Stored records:
= = = = =

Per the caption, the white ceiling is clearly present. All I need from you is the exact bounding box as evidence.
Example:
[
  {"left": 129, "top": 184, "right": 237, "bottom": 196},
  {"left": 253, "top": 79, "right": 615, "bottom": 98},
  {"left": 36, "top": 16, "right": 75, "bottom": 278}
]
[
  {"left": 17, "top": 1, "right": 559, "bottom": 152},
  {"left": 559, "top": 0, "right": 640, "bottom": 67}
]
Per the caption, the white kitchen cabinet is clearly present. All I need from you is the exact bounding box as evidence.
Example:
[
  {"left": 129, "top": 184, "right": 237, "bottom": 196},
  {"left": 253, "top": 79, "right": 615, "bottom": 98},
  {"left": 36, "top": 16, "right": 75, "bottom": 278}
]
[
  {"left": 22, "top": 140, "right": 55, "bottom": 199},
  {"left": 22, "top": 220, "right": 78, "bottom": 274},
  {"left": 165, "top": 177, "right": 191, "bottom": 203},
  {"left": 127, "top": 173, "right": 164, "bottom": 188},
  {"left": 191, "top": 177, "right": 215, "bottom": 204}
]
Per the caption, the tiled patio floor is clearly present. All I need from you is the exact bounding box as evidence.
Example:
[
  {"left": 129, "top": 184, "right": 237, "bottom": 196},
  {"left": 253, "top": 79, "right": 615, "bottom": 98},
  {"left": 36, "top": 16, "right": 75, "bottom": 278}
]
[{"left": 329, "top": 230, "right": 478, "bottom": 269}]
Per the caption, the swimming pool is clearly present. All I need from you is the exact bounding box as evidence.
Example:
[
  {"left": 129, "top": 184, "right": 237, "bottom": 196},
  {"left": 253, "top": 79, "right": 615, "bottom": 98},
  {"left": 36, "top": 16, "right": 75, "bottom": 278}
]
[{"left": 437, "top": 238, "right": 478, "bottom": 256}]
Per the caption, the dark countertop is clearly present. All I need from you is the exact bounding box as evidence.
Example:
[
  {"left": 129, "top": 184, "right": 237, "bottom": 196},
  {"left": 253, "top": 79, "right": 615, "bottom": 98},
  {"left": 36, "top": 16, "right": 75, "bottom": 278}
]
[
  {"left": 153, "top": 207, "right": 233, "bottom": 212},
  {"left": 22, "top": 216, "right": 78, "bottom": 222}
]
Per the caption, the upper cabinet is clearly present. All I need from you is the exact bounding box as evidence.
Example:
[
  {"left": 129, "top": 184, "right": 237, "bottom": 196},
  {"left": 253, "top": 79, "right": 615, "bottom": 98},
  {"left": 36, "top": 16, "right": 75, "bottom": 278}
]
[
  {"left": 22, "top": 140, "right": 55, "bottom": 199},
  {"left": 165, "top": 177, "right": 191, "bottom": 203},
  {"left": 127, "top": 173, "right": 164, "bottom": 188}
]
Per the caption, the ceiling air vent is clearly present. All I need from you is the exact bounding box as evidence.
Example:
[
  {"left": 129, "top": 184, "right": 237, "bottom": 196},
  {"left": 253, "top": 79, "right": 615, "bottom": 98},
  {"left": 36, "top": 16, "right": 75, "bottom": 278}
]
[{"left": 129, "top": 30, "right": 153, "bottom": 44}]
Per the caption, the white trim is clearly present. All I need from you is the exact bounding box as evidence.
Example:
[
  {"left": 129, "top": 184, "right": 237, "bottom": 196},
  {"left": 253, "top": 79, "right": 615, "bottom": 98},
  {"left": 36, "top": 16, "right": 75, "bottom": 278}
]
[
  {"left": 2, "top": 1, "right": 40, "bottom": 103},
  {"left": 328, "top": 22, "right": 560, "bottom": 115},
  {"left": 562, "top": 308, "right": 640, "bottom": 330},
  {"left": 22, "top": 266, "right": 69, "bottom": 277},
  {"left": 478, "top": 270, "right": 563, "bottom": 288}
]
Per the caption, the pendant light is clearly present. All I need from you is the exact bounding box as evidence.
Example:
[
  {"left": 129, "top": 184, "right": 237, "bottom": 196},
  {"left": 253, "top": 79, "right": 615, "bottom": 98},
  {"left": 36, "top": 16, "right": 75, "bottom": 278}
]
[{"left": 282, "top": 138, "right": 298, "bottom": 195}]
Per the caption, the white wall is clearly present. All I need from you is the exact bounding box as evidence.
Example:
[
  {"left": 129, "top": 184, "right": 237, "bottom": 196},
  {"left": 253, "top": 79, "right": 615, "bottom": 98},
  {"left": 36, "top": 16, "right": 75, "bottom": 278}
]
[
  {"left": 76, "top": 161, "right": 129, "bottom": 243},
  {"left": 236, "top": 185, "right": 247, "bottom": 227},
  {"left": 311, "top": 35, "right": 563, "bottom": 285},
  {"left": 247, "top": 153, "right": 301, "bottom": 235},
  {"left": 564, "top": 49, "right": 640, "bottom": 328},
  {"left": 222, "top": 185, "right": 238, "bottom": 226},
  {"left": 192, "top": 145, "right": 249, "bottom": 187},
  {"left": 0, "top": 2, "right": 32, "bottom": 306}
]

= = = = =

* _Work to complete_: Identify every line of the stored records above that contains the word "cabinet", and copy each of those lines. Case counts.

* _Task result_:
Per the caption, the white kitchen cabinet is clearly present. All I need from you is the exact bounding box as evidence.
Per the caption, the upper cabinet is clearly present. All I need from you is the exact bounding box as evidence.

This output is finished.